Transcribe each entry below exactly. Pictures do not go in the copy.

* **Provided material**:
>>>

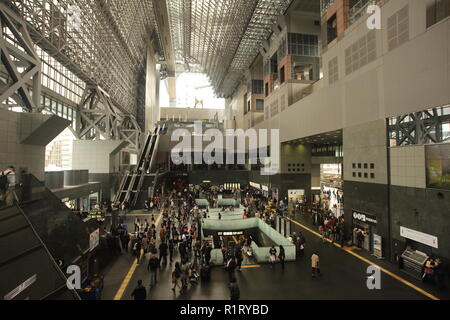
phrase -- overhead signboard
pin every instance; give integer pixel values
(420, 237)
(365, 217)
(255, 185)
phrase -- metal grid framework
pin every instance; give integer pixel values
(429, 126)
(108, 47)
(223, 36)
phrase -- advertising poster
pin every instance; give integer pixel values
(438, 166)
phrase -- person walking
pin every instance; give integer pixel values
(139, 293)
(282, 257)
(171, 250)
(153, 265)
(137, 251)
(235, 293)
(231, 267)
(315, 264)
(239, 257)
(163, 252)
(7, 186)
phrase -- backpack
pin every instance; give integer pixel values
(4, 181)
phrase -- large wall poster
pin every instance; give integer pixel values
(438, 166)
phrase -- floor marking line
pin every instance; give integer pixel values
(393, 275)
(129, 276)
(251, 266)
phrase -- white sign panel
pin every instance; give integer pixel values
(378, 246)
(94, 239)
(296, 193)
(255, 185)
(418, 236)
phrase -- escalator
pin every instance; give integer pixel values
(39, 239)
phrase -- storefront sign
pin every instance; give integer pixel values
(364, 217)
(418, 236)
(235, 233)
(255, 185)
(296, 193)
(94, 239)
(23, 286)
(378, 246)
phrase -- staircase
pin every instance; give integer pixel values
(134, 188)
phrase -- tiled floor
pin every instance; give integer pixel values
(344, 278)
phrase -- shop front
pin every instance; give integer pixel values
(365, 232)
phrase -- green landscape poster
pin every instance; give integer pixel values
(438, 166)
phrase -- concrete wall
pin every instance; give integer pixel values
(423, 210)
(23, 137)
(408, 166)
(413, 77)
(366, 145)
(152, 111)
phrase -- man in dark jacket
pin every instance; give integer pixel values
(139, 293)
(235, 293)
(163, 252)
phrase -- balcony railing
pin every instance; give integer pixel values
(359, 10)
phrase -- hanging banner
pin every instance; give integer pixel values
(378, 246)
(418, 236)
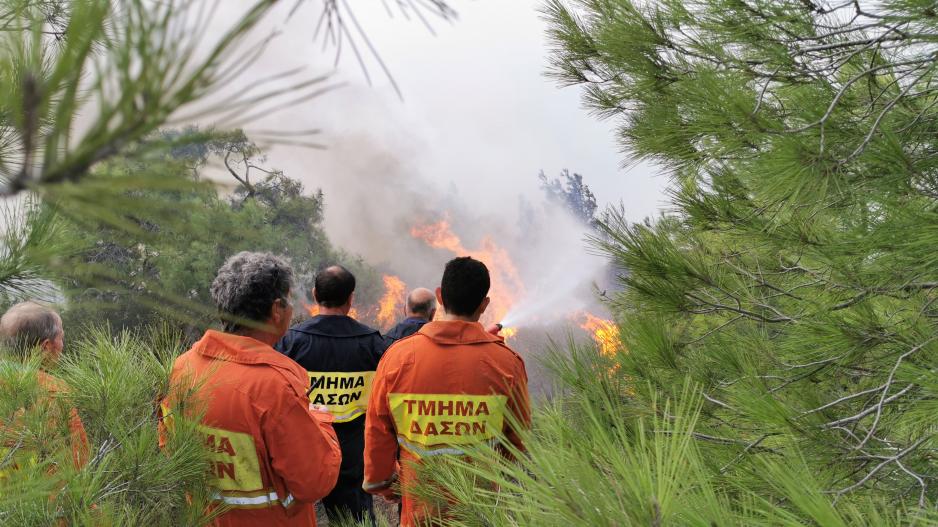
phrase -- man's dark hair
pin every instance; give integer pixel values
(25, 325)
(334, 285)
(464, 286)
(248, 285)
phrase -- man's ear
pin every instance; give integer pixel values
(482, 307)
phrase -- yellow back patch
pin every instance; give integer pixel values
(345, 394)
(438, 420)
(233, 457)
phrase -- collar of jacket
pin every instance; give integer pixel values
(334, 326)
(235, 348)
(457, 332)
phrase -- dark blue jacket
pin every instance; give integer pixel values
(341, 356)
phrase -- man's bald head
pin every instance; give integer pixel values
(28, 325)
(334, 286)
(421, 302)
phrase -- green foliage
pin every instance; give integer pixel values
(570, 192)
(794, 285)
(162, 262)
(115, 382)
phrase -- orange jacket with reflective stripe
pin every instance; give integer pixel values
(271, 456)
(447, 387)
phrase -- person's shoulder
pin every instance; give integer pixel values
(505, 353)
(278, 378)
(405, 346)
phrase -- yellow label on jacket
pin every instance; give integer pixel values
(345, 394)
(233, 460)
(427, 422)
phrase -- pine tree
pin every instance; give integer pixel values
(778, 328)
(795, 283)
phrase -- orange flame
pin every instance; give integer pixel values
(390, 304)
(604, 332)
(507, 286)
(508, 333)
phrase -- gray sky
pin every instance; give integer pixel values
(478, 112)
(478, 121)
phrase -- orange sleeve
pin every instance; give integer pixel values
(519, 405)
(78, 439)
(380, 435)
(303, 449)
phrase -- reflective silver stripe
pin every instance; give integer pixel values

<<<

* **Output**:
phrase -- overhead signboard
pin every instance; give integer pixel values
(420, 237)
(365, 217)
(255, 185)
phrase -- metal grid framework
pin every instance; give integer pixel values
(429, 126)
(108, 47)
(223, 36)
phrase -- advertising poster
pin every instance; give integer pixel values
(438, 166)
phrase -- person walking
pin every instance; give integer pixel values
(139, 293)
(282, 257)
(171, 250)
(153, 265)
(137, 251)
(235, 293)
(231, 267)
(315, 264)
(239, 257)
(163, 252)
(7, 186)
phrase -- backpack
pin every instance; give integer pixel values
(4, 181)
phrase -- large wall poster
pin every instance; give integer pixel values
(438, 166)
phrase -- floor marking line
pin every instance; give integer pixel values
(393, 275)
(129, 276)
(251, 266)
phrase -- white sign panel
pin every instance; give integer pixel values
(378, 246)
(94, 239)
(296, 193)
(255, 185)
(418, 236)
phrase -- escalator
pin every instance; give integer pixel values
(39, 239)
phrase -- storefront sign
pin every instance; give integer pixel values
(364, 217)
(418, 236)
(235, 233)
(255, 185)
(296, 193)
(94, 239)
(23, 286)
(378, 246)
phrase -- staircase
pin every instance; give integer pixel values
(134, 188)
phrase -- tiled floor
pin every instance; give integer pixel values
(344, 278)
phrase -- shop front
pin every instance; give integer pixel values
(365, 232)
phrase -- green landscape poster
pin every instance; give integer pixel values
(438, 166)
phrase -- concrete wall
pin every instance; give integer pixel values
(423, 210)
(23, 137)
(408, 166)
(413, 77)
(366, 145)
(152, 111)
phrase -- man in dark jacket
pin every instance; give integer pixel values
(139, 293)
(235, 293)
(163, 252)
phrase -- balcony railing
pin every instance; give integer pixel values
(359, 10)
phrase -- hanging banner
pin every instance; give integer pixel values
(378, 246)
(418, 236)
phrase -- man's dark hair
pin every instance; give integer pixel values
(25, 325)
(334, 285)
(464, 286)
(248, 285)
phrase -- man's ear
pin every instance; give integer pixel values
(482, 307)
phrase -- yellow back patch
pin every instance; give integer pixel values
(345, 394)
(438, 420)
(233, 457)
phrase -- collar of jacket
pin every instance; give integer pixel values
(334, 326)
(235, 348)
(457, 332)
phrase -- dark blue jacket
pin every instance; give integer pixel values
(341, 356)
phrase -- man's bald head
pin every instance; give integer pixel values
(28, 325)
(334, 286)
(421, 302)
phrase -- green foliage
pin every instance; give integer pixel values
(570, 192)
(794, 285)
(162, 262)
(115, 382)
phrase -- orange jacket with reflective stripe
pin every instance; give integer pixel values
(271, 456)
(447, 387)
phrase -- person's shoulder
pin every instance; give integer pixel values
(505, 353)
(278, 378)
(405, 346)
phrase -- yellow label on jacket
pin every instance; give integer pixel values
(345, 394)
(233, 460)
(427, 422)
phrase -- pine tree
pin every instance; give integer pixel values
(778, 328)
(795, 283)
phrase -- orange flame
pin every instance; give integer pixel values
(390, 304)
(604, 332)
(507, 286)
(508, 333)
phrase -- gray sky
pin every instance; give integer pixel values
(478, 112)
(478, 121)
phrase -- orange sleeve
pin every instance; give integer pixel values
(519, 405)
(78, 439)
(380, 435)
(303, 449)
phrase -- reflective silver stripe
pin every instance; give integer pixel values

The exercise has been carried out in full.